* _WHAT TO PRODUCE_
Rewrite all of the records below, substituting "with a marker" for "with a pin" and keeping everything else unchanged. Leave the pictures out of your answer.
<<<<
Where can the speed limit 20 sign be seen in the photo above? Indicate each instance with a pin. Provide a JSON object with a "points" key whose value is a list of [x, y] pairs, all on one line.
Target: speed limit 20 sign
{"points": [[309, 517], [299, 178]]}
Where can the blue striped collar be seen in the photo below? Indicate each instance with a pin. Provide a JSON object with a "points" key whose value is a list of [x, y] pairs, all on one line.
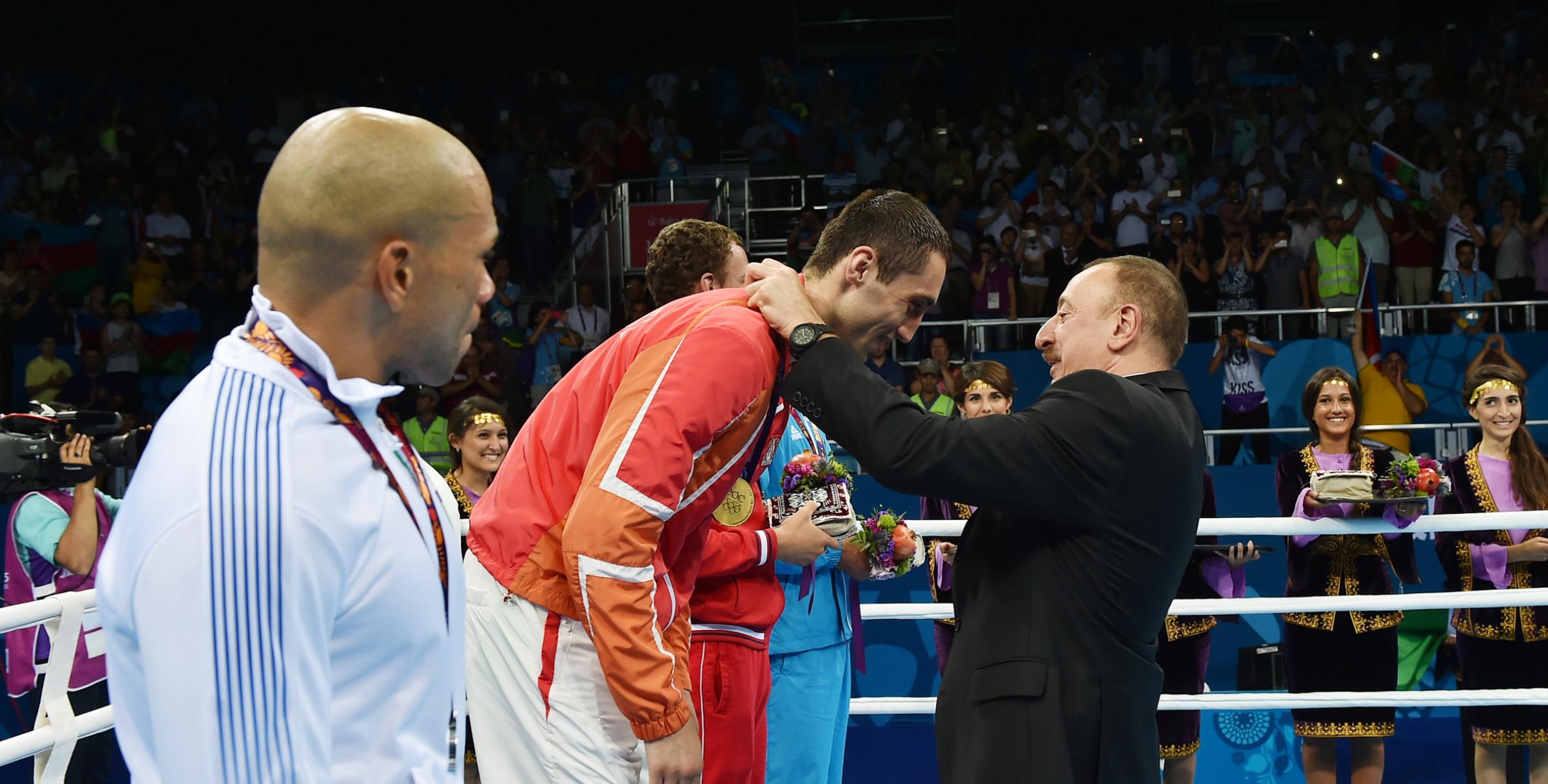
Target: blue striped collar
{"points": [[361, 395]]}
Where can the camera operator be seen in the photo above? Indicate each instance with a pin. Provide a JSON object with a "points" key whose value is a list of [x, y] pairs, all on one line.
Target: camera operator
{"points": [[53, 546]]}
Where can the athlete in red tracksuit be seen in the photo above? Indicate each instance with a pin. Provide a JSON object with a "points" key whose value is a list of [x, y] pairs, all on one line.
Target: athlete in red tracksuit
{"points": [[736, 604]]}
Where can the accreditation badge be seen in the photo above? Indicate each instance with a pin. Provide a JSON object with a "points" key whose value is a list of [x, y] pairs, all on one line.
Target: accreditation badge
{"points": [[737, 506]]}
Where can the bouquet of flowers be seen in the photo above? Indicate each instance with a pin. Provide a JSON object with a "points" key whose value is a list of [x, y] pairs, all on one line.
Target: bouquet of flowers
{"points": [[810, 477], [889, 545], [1414, 479]]}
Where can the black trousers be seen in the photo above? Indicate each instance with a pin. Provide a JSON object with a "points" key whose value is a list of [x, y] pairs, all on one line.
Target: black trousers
{"points": [[1234, 421]]}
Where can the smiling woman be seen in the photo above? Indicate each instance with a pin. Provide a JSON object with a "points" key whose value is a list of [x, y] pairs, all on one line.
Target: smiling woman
{"points": [[1339, 652], [480, 438], [1499, 647]]}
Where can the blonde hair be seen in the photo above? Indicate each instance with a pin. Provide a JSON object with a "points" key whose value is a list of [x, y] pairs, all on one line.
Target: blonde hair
{"points": [[1152, 288]]}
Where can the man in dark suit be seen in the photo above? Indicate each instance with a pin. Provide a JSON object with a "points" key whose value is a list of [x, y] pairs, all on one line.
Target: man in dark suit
{"points": [[1087, 511], [1064, 262]]}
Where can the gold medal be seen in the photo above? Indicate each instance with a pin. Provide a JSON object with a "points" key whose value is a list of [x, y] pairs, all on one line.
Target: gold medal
{"points": [[737, 506]]}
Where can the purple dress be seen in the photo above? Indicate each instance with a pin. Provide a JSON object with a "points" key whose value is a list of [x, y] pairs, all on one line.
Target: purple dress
{"points": [[1496, 647], [1183, 642]]}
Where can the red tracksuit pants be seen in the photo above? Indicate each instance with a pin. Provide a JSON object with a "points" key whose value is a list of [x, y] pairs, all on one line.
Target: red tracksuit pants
{"points": [[731, 698]]}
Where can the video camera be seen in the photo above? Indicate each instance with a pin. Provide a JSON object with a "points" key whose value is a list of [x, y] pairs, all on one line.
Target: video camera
{"points": [[30, 447]]}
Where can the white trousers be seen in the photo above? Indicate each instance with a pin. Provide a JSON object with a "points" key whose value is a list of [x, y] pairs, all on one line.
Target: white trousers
{"points": [[538, 703]]}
>>>>
* _TASK RESPONSE_
Where can the speed limit 20 sign be seen in the photo above? Indicate each instance with a marker. Provide a JSON object with a "points" key whose value is a list of [x, y] pairs, all on one line.
Target: speed limit 20 sign
{"points": [[309, 517], [299, 178]]}
Where can the blue striped collar be seen in the photo below? Indicate each instance with a marker. Provide a JSON object with a "points" key whose value is a list of [x, y] pairs, all on one line.
Target: blue striped collar
{"points": [[361, 395]]}
Where can the camera operator be seen in the photo above? Indicate each instance with a marker. Provide a JSON object with a "points" key whose value is a list of [x, y] pairs, all on one line.
Target: camera operator
{"points": [[53, 546]]}
Where can the athlete in red tracksuit be seen in the photo above? Indicate each instance with a marker. Provide a JSON object with a "points" key whose value is a list of [x, y] pairs, all on one line.
Target: athlete in red tracksuit
{"points": [[736, 604]]}
Where can the accreditation badge be seen in the photo above? Indicate each instance with a marker. Provide a JSON object with a "points" key whose value is a list of [x, y] pairs, all on one line.
Target: accreditation badge
{"points": [[737, 506]]}
Where can the bouquet of flowers be seen in the photo above? Indicate each instance with a marker. Provide a JSON object with a "points" key whose value is a list of [x, y] pairs, all on one line.
Target: bouquet of flowers
{"points": [[810, 477], [889, 545], [1414, 479]]}
Where can the black trousers be seen in the photo above? Indicate each instance with a marker. Provide a JSON object with a "points" key whose value is a list of [x, y] pairs, all on one line.
Target: black trousers
{"points": [[1234, 421]]}
Where can the smiling woman be seen in the photo above? Indicate each instance with a marker. Provide a JSON object with a "points" key whose value is a list of [x, y] pairs, all on one line.
Target: smiling woman
{"points": [[1339, 652], [480, 438], [1499, 647]]}
Where can the blonde hair be seen in the photo above? Indicate each instance with a marker. Provide a JSON object with a "points" key whose value is a list of [x, y] pairs, all on one line.
Target: blonde hair
{"points": [[1152, 288]]}
Where can the man in dark suit be seen in the photo above? Indicate each instance with a marker. Provide a JSON object with a "points" key whose value is a list of [x, y] pairs, all on one line.
Target: man in dark suit
{"points": [[1087, 511], [1064, 262]]}
Where can the gold medal be seen in the photo above? Indicate each instance with a marker. Provide a JSON object with a "points" key whose value is a list of [x, y] pairs, all on one line.
Target: gold medal
{"points": [[737, 506]]}
Where can the purple dress be seen in the photo above? Indicate each instance with a marker. Provide a JSON object with a "points" key whose value is a list of [x, y] pairs, all on one line.
Target: purple dress
{"points": [[1496, 647], [1183, 642]]}
Where can the red tracksuit pants be seen in the photo above? Indicate each instance with a marker. Provide a JSON object with a "points" key whose value is a list of [x, y] pairs, all on one line.
Target: red tracksuit pants
{"points": [[731, 698]]}
Where can the video camera be seen in the photo above? Indicate each instance with a marker. Provide a JSON object with a "points" key whose value is a list of [x, y] pairs, all on one line.
Target: video camera
{"points": [[30, 447]]}
Where can the white trousers be seen in the photo above? Indicate each instance with a marker. Provide a JSON object with a "points" key whose value is a list of [x, y] pairs, all on one line.
Target: white trousers
{"points": [[538, 703]]}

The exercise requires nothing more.